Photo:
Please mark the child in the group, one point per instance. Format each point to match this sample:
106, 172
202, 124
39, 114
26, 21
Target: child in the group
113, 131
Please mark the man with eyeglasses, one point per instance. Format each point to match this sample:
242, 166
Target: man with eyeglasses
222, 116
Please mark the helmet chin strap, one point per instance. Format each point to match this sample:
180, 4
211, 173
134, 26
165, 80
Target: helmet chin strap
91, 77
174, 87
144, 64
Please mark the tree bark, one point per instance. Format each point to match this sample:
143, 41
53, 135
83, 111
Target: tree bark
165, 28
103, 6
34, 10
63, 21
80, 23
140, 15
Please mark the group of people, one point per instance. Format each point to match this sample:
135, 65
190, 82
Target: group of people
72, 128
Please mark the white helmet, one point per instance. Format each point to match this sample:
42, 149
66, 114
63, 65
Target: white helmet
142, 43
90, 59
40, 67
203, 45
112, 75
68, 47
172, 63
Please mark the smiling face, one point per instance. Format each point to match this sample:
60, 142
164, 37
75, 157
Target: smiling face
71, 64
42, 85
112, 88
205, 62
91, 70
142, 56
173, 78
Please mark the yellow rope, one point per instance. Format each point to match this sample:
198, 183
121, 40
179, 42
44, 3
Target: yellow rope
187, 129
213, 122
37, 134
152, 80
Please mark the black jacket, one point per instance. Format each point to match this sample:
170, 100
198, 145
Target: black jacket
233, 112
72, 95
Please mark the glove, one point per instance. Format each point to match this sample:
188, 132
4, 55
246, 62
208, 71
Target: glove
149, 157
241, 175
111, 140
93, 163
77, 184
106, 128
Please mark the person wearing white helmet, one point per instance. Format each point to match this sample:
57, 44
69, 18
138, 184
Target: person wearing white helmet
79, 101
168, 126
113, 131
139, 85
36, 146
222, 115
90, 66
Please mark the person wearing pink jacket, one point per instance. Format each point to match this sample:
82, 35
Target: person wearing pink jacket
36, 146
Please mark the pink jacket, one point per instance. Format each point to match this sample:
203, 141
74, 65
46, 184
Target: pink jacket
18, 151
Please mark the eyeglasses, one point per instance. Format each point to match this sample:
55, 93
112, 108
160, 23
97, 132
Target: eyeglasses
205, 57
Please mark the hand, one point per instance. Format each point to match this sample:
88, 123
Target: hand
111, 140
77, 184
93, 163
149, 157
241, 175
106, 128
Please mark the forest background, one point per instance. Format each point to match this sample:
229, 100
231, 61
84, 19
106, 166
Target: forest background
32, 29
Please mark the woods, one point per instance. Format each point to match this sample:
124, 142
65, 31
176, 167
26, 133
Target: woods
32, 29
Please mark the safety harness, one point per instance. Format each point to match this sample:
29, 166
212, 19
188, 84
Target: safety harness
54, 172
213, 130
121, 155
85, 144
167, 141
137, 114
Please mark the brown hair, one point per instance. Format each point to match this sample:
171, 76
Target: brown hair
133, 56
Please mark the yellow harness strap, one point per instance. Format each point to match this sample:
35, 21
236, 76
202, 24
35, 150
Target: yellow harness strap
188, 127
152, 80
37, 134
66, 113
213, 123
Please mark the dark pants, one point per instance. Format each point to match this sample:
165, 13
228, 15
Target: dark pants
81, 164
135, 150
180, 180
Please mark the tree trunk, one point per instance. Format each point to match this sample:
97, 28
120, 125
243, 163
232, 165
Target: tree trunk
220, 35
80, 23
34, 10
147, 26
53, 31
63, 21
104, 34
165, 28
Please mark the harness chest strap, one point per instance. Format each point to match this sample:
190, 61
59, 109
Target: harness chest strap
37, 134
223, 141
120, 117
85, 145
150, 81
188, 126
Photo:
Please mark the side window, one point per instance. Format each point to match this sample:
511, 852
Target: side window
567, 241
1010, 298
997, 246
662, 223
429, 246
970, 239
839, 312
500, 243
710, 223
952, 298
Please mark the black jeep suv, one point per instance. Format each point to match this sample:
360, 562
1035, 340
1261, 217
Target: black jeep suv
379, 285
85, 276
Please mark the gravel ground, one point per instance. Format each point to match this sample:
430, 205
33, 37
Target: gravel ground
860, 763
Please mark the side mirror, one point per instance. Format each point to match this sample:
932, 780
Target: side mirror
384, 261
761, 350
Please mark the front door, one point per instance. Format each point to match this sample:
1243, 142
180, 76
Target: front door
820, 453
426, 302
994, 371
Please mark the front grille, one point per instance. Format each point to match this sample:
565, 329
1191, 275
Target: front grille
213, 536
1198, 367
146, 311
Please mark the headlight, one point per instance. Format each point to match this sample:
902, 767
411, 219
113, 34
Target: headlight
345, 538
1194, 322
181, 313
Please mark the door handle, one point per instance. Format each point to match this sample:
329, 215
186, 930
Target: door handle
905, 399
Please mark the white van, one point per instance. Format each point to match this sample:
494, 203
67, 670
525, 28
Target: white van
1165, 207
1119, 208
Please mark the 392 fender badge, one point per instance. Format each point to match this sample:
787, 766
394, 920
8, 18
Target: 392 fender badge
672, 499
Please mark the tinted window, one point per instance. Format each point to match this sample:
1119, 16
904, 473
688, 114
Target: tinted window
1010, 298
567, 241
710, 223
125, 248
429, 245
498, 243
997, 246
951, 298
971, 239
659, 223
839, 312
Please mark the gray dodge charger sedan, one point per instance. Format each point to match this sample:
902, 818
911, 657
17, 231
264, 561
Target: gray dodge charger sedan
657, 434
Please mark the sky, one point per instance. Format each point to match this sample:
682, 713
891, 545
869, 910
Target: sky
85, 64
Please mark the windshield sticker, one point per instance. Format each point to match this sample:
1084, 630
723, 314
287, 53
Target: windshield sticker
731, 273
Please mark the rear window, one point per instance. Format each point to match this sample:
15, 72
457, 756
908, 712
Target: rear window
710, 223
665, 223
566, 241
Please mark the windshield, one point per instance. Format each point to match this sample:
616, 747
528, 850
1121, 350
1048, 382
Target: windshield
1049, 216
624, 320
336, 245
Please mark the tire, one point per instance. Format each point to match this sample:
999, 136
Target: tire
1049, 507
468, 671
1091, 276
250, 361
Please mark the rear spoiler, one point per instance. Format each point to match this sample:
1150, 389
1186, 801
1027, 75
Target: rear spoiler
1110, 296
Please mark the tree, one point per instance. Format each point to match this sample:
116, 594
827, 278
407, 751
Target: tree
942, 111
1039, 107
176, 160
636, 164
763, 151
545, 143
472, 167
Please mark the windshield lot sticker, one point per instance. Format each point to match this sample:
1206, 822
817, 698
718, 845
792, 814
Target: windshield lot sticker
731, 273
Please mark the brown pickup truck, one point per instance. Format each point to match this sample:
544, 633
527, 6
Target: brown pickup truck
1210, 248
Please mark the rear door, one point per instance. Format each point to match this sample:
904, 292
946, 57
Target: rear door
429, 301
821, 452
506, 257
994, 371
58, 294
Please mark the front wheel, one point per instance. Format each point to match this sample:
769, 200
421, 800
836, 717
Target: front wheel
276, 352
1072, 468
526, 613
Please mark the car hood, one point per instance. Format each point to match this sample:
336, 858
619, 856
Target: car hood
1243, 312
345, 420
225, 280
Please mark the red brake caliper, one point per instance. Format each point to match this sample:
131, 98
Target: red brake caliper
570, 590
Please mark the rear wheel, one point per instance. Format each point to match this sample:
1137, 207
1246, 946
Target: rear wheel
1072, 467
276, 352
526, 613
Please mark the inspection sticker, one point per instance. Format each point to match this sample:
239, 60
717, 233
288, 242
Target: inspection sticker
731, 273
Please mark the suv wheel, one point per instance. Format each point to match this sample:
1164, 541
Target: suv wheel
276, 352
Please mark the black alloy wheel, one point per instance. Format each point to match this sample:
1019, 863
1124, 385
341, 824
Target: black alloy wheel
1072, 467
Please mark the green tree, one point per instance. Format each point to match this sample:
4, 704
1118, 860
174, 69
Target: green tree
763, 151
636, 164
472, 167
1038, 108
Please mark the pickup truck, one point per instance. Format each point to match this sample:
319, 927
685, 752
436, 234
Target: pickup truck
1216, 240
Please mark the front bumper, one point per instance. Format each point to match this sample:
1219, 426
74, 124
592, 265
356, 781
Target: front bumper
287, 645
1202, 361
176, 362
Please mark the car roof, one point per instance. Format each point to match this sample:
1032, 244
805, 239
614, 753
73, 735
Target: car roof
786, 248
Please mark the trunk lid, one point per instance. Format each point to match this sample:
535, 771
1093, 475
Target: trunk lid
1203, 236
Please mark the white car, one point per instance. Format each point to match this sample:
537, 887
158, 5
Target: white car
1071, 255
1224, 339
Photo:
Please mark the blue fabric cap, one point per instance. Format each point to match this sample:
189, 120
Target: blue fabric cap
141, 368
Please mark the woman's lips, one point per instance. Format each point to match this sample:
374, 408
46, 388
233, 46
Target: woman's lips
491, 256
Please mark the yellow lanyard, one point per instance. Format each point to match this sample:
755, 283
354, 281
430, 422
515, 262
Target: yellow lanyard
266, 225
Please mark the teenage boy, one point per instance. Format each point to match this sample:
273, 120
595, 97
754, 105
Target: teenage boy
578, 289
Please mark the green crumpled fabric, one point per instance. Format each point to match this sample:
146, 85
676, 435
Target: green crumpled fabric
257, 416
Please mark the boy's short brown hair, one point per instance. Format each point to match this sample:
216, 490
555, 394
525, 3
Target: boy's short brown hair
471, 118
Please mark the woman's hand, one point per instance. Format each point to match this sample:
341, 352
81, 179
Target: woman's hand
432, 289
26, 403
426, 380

★ ★ ★

**What to work on:**
Rewrite the listing above as a Markdown table with the columns "Row" and "Line", starting at the line that contains "Please mark the green crumpled" and ending at the end of the listing, with blank lines omitted.

**The output:**
| Row | Line |
|---|---|
| 1 | Please mark the green crumpled fabric, one point per instance. Format each point to match this sample: |
| 2 | 146, 85 |
| 3 | 676, 435 |
| 4 | Target: green crumpled fabric |
| 5 | 257, 416 |
| 6 | Please mark the boy's short brown hair, one point per instance. Format each point to match this sample: |
| 7 | 216, 490 |
| 8 | 555, 394 |
| 9 | 525, 3 |
| 10 | Target: boy's short brown hair |
| 11 | 471, 118 |
| 12 | Please mark the woman's hand, one point per instance. Format each point to match this sample: |
| 13 | 341, 352 |
| 14 | 81, 179 |
| 15 | Target: woman's hand |
| 16 | 432, 289 |
| 17 | 26, 403 |
| 18 | 426, 380 |